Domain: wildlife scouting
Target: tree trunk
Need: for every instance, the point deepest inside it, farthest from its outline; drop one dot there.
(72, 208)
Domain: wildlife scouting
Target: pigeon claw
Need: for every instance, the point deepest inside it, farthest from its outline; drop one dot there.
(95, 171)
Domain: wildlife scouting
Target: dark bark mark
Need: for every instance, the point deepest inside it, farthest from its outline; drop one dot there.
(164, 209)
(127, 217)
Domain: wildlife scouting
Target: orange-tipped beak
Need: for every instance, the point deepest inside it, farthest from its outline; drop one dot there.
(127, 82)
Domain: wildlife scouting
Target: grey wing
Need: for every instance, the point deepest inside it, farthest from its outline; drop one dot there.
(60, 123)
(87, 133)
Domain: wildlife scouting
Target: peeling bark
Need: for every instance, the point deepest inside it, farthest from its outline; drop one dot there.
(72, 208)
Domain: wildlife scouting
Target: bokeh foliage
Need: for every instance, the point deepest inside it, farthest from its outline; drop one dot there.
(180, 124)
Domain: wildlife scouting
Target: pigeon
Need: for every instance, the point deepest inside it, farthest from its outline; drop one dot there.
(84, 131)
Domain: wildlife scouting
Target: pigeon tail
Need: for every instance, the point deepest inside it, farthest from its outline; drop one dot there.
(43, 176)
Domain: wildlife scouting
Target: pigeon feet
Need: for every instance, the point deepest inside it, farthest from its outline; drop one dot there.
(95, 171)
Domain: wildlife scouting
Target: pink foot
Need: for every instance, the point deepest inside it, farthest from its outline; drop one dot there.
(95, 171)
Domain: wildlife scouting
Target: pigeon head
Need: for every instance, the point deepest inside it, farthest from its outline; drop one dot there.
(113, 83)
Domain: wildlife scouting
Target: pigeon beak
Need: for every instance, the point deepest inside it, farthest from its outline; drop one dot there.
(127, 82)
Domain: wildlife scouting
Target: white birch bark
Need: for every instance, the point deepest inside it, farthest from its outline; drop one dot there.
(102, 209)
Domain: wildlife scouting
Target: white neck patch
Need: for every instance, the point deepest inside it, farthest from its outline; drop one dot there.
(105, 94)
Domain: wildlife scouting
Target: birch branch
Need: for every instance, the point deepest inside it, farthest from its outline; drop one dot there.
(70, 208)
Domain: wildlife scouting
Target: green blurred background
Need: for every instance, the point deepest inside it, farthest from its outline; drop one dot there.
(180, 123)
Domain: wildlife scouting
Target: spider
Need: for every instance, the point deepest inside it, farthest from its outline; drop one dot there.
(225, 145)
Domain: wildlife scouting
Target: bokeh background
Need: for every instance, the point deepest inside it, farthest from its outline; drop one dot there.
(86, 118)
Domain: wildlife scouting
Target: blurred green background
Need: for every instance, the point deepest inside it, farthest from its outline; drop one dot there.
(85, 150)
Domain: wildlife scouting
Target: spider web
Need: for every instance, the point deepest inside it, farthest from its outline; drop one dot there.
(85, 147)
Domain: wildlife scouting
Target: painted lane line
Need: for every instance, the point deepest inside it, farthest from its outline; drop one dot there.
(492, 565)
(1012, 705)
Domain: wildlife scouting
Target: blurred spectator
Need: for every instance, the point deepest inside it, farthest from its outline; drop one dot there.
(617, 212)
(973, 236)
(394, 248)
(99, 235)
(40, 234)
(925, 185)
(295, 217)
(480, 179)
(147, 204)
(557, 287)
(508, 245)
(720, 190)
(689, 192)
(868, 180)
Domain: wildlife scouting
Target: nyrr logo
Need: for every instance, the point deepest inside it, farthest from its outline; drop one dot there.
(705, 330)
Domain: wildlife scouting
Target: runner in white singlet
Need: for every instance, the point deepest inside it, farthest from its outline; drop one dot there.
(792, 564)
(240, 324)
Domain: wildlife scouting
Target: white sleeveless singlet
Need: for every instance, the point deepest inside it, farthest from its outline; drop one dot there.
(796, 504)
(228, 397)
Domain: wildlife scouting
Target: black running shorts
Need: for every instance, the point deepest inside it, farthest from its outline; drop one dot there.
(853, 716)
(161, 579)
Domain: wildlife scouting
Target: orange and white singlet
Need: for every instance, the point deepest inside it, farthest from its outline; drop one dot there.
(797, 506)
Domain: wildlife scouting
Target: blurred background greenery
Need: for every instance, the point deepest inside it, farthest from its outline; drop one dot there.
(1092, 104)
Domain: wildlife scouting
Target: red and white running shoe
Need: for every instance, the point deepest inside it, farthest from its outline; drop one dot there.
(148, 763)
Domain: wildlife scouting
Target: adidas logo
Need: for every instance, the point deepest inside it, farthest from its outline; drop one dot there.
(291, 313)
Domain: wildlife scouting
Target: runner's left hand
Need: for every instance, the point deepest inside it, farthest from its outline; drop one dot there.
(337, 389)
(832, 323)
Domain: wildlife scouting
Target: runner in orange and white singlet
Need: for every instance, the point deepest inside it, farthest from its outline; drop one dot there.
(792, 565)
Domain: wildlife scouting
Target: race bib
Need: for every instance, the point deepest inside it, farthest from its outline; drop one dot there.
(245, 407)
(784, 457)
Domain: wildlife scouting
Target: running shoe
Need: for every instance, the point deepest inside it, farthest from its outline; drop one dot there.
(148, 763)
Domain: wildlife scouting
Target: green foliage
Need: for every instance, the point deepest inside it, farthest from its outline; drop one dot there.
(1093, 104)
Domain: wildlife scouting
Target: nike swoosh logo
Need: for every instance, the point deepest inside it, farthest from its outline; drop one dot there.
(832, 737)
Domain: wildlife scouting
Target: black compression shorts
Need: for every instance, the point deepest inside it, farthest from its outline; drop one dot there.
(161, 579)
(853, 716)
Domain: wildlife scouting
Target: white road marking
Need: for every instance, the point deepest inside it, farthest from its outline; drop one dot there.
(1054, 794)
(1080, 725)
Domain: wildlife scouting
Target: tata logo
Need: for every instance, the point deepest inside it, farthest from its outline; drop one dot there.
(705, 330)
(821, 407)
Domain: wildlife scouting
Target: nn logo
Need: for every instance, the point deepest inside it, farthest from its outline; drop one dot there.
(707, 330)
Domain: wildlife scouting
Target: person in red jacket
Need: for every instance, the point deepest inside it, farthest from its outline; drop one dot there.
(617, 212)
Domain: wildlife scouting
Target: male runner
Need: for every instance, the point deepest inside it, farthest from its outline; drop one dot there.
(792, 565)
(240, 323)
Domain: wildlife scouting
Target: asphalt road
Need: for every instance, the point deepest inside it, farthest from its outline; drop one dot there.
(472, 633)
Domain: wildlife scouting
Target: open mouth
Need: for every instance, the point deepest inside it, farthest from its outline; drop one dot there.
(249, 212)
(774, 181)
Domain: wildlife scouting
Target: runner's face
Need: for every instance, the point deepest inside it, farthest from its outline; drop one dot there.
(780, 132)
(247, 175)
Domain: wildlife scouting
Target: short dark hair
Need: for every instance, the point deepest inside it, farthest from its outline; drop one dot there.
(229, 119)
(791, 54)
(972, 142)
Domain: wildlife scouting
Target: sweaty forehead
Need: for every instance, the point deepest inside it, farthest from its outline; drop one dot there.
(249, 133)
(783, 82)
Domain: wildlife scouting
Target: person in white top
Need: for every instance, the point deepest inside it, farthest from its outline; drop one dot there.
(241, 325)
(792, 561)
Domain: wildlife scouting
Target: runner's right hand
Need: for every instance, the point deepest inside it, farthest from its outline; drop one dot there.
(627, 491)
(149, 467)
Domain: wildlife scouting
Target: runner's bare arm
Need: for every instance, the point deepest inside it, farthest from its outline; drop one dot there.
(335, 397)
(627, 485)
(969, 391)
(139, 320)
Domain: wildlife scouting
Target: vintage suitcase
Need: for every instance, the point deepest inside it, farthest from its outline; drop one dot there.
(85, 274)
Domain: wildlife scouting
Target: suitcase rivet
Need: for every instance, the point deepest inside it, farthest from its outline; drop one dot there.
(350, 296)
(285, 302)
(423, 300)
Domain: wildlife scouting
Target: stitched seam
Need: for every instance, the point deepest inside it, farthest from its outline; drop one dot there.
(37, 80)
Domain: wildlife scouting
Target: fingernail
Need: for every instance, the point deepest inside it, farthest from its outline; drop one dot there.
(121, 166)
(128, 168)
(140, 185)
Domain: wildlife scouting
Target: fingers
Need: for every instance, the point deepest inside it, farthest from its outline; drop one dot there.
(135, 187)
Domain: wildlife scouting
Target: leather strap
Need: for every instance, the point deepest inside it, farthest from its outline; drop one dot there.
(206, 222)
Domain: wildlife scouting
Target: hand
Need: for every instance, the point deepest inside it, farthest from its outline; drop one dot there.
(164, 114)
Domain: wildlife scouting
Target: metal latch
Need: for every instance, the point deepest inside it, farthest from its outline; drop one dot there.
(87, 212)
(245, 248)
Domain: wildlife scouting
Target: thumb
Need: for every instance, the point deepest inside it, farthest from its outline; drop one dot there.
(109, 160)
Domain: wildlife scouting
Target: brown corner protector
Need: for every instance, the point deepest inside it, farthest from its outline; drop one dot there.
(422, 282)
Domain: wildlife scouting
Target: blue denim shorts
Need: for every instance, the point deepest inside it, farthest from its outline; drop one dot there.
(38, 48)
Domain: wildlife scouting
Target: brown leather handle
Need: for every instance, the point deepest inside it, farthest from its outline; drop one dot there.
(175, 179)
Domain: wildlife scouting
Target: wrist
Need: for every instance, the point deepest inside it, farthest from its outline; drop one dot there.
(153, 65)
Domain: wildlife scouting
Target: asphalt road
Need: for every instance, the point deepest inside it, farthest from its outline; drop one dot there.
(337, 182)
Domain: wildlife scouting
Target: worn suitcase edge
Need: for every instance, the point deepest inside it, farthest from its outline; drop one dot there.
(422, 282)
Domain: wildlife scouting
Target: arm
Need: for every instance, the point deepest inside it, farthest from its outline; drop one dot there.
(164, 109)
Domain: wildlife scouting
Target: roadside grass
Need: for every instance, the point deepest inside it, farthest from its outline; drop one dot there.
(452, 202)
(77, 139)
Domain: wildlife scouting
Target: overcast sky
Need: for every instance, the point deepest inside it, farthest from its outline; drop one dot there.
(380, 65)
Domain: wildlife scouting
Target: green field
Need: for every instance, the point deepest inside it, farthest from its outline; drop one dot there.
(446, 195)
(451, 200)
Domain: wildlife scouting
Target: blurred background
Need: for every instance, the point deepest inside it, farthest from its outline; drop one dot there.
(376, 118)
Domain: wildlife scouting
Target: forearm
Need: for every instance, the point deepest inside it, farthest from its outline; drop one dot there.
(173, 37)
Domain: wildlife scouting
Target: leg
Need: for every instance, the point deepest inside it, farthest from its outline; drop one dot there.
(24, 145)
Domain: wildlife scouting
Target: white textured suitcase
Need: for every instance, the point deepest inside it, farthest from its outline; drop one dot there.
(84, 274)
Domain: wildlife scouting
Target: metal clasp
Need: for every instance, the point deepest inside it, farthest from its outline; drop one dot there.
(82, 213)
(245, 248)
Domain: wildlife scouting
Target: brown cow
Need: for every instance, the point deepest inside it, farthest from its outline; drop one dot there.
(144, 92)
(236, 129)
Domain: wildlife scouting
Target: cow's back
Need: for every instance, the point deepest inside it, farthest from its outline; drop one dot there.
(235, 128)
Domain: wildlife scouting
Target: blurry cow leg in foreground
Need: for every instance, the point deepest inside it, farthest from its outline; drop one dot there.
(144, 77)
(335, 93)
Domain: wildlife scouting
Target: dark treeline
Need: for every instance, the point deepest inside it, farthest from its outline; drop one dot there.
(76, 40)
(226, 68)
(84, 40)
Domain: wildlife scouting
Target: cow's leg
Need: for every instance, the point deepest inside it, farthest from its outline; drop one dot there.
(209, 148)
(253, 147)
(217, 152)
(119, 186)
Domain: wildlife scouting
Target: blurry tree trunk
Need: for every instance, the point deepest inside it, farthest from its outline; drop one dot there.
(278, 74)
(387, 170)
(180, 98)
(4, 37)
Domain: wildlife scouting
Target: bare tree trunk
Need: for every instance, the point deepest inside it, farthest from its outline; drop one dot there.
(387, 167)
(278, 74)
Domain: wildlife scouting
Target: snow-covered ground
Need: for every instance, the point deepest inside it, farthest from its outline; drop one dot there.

◆ PROBLEM DESCRIPTION
Go over the listing above and copy out each line that includes "birch".

◆ YOUR SOLUTION
Target: white birch bark
Target: birch branch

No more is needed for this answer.